> [INSTRUCTIONS FOR THE TASK]
Copy out only those lines running from the line with "Q: Point to the wine glass stem" to the end of the listing, keeping each one exactly as it is.

> [MATERIAL FOR THE TASK]
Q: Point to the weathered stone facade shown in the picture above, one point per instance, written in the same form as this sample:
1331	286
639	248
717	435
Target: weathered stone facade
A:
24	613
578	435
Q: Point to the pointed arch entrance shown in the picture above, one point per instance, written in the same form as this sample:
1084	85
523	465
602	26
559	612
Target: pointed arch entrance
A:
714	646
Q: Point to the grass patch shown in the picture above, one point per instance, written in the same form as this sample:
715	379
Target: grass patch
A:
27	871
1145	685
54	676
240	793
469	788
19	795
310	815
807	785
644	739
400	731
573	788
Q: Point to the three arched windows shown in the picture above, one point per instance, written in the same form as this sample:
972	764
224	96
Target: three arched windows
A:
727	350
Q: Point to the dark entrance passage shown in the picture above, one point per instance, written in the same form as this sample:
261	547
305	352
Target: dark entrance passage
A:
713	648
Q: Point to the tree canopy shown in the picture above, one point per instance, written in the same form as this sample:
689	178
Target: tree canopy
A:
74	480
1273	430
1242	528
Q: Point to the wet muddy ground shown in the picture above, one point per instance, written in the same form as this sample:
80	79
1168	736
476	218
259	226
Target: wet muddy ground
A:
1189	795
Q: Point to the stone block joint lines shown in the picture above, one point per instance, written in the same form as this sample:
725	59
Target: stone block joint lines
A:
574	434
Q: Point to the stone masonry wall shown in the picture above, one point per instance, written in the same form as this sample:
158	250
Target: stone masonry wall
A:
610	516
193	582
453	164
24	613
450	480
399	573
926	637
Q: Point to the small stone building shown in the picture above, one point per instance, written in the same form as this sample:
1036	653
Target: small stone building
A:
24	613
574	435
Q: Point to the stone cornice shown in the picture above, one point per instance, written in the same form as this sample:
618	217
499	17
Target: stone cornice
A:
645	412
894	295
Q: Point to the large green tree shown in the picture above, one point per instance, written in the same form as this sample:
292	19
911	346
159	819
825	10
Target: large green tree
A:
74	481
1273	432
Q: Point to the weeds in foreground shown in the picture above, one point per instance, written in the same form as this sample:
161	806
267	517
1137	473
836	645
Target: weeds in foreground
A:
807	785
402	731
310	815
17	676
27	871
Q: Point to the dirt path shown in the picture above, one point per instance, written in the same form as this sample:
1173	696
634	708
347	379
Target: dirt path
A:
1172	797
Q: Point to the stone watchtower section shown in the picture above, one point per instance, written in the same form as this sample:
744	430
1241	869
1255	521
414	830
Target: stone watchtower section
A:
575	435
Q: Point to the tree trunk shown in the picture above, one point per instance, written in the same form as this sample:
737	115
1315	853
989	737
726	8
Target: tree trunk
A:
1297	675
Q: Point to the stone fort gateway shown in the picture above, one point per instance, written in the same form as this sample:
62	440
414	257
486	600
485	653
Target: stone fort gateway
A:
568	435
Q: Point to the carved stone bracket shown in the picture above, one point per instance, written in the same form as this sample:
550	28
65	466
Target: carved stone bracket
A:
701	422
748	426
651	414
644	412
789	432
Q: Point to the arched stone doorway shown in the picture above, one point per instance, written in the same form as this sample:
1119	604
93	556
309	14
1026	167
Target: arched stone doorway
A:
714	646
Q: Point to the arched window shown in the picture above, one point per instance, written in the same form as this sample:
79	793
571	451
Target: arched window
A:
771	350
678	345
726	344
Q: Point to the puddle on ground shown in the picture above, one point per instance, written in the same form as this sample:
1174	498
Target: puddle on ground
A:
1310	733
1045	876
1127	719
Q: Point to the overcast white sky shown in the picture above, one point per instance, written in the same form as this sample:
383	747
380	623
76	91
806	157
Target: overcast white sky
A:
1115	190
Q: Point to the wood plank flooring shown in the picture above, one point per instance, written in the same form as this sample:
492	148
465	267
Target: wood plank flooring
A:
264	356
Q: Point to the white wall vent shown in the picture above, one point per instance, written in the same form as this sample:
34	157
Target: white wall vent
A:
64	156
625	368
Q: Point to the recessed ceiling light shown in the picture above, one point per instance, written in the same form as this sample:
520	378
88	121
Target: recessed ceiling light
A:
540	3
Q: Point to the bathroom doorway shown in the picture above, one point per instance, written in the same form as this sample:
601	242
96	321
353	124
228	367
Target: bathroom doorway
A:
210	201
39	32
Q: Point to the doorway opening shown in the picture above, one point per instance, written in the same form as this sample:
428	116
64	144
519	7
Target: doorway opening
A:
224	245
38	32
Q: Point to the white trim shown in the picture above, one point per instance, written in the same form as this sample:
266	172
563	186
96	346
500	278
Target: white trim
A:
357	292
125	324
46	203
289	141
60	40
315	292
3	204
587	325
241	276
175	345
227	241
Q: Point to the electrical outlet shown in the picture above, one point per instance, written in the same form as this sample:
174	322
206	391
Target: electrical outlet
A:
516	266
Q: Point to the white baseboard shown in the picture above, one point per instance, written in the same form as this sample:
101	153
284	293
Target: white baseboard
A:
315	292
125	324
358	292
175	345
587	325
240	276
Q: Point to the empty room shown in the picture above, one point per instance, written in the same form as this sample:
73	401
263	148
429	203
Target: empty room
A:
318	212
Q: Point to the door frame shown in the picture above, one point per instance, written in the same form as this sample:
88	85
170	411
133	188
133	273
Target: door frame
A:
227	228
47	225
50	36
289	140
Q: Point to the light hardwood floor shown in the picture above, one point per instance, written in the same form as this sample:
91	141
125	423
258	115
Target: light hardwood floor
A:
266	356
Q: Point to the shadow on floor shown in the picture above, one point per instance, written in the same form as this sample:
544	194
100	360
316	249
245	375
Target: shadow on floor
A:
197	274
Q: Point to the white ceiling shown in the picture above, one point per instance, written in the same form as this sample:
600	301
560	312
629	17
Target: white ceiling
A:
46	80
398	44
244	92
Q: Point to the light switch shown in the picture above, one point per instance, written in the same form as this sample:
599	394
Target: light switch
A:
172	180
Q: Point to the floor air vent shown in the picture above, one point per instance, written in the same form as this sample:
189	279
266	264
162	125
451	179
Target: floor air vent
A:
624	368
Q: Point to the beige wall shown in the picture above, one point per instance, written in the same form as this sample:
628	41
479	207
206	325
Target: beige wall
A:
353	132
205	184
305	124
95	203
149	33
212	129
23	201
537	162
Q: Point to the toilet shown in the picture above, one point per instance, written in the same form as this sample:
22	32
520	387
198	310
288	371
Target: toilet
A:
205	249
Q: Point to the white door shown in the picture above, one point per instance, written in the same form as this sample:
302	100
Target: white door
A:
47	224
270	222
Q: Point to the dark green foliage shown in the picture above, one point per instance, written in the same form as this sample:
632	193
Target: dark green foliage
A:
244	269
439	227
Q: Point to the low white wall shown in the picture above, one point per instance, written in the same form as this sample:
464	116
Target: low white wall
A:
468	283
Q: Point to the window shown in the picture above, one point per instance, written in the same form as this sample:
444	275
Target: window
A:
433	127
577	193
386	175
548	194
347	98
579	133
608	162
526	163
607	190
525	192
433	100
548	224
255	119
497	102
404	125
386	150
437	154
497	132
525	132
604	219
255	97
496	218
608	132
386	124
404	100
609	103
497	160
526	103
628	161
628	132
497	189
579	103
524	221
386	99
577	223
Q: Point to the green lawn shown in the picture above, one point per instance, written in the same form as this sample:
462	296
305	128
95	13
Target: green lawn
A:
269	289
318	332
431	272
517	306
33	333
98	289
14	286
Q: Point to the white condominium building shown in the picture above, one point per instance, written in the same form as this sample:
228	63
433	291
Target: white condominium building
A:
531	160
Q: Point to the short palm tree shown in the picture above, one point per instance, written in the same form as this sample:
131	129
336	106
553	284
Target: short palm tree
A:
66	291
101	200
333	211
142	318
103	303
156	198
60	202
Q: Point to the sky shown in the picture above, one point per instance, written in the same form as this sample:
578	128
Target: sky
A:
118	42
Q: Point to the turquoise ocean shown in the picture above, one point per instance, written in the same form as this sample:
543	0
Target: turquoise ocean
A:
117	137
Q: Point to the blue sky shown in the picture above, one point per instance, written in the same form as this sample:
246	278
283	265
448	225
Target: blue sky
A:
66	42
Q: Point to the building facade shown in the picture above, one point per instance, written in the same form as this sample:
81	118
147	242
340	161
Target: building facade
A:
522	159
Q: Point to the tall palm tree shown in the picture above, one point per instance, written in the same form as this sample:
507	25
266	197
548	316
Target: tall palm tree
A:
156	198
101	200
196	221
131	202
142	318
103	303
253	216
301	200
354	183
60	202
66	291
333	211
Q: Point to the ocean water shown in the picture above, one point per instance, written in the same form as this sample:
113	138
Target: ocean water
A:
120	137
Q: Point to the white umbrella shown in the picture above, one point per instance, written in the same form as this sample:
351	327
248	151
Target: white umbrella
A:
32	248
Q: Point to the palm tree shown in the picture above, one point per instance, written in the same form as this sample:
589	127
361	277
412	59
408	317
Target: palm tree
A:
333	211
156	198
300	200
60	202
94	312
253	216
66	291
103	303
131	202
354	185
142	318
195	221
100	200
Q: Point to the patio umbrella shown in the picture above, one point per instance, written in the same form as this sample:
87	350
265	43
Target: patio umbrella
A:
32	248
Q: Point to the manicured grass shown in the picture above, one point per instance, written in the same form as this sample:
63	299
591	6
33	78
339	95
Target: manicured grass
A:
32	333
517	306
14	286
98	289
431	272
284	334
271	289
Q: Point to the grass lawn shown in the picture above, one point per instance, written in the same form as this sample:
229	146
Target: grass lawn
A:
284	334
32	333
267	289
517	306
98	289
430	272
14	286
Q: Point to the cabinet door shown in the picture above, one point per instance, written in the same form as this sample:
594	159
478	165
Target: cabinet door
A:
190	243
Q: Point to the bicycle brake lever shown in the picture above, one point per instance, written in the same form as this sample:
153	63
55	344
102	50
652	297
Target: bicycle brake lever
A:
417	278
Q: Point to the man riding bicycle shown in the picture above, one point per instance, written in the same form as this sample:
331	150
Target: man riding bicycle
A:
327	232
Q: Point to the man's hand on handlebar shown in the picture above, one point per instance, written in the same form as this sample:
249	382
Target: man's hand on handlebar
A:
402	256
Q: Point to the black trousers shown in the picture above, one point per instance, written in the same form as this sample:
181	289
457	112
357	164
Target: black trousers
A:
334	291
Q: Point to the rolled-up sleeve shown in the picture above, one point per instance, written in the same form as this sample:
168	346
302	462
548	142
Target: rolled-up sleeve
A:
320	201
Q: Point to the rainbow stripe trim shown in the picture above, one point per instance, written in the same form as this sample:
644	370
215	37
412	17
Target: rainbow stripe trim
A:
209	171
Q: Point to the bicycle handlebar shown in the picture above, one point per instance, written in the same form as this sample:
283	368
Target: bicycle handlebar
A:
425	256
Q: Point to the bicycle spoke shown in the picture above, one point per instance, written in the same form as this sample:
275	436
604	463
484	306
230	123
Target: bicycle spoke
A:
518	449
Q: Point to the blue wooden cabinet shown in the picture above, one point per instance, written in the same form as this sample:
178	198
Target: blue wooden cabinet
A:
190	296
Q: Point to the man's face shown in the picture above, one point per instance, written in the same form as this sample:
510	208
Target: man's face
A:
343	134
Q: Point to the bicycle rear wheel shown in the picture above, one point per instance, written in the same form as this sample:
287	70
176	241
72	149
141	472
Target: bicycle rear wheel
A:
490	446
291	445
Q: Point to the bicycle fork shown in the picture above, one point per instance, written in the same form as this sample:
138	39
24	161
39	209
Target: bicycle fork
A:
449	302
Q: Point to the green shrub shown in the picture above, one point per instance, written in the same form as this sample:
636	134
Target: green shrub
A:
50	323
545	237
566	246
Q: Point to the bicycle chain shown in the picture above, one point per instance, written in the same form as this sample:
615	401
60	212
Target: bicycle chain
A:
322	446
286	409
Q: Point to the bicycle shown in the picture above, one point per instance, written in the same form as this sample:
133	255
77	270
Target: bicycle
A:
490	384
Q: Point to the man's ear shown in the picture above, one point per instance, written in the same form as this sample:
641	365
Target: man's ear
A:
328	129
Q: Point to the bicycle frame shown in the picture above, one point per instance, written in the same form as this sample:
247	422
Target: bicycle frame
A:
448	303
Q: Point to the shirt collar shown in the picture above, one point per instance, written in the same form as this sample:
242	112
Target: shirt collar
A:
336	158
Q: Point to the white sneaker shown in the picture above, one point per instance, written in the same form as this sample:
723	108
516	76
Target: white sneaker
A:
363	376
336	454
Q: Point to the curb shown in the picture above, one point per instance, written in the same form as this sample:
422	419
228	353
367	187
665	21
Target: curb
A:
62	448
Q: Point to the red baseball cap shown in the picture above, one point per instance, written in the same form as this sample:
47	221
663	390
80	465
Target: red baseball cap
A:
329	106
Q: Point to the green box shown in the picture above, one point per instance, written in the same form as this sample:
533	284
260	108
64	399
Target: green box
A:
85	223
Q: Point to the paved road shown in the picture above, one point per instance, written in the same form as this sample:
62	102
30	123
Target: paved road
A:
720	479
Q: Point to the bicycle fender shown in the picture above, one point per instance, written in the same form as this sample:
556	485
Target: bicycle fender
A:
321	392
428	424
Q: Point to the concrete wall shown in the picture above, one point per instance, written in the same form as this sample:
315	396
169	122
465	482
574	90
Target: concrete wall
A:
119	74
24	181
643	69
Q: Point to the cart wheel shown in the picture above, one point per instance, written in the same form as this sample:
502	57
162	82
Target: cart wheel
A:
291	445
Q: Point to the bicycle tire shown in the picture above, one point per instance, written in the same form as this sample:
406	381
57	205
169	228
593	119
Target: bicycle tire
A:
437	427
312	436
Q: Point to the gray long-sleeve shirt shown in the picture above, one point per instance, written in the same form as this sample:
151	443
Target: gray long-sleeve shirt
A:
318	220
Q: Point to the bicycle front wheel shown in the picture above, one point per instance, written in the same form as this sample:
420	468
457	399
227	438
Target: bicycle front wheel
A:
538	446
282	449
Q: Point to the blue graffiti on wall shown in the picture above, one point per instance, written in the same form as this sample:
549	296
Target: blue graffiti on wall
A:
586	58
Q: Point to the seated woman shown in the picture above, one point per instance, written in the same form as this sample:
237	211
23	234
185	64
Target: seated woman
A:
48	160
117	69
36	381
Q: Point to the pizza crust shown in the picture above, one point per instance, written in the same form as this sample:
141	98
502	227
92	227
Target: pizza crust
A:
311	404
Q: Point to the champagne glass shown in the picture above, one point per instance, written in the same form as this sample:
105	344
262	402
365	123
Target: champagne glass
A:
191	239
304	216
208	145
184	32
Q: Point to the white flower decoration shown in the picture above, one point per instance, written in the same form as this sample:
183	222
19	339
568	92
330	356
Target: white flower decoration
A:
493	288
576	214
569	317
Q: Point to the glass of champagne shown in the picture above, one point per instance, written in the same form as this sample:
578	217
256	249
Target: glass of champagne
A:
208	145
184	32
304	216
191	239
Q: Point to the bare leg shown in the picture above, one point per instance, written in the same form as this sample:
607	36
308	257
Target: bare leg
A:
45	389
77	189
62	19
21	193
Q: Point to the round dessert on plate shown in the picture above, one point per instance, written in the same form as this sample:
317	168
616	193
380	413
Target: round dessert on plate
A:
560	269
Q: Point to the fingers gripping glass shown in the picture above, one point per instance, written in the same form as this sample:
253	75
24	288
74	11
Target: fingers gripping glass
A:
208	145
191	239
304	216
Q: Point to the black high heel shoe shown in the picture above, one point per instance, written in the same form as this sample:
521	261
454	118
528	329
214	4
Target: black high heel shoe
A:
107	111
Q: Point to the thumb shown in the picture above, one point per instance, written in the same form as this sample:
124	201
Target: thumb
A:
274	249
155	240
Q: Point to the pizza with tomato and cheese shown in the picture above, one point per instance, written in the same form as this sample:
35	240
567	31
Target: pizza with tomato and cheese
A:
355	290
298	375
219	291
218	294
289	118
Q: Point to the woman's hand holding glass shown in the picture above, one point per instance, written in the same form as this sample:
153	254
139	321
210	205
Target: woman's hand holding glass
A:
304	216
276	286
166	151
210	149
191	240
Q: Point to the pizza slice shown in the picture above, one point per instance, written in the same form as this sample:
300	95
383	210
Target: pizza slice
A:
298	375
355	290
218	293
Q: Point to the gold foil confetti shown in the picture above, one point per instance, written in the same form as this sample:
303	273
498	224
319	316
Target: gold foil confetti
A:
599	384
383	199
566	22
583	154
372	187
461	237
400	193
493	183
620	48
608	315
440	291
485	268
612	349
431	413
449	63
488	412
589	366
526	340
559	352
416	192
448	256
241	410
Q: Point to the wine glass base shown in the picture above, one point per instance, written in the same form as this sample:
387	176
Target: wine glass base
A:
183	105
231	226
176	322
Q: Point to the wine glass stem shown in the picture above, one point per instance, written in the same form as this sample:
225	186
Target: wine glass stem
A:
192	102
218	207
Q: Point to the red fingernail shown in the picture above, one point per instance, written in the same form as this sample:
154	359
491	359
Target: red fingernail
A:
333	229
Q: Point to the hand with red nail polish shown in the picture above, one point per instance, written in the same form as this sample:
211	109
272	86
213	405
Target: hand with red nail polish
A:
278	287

> [THE RESULT]
Q: Point to the wine glass stem shown in the picture above, one point per instance, written in the same form as this sample:
225	186
Target: wine glass stem
A:
192	102
218	207
Q: Point to the red fingernail shown in the picture above, one point per instance, written in the same form as this sample:
154	359
491	359
Target: red fingernail
A:
333	229
Q: Point to the hand with red nail polish shown in the picture above, one point per instance, written in the same form as this sample:
211	109
272	86
213	405
Target: hand with red nail polish
A:
278	287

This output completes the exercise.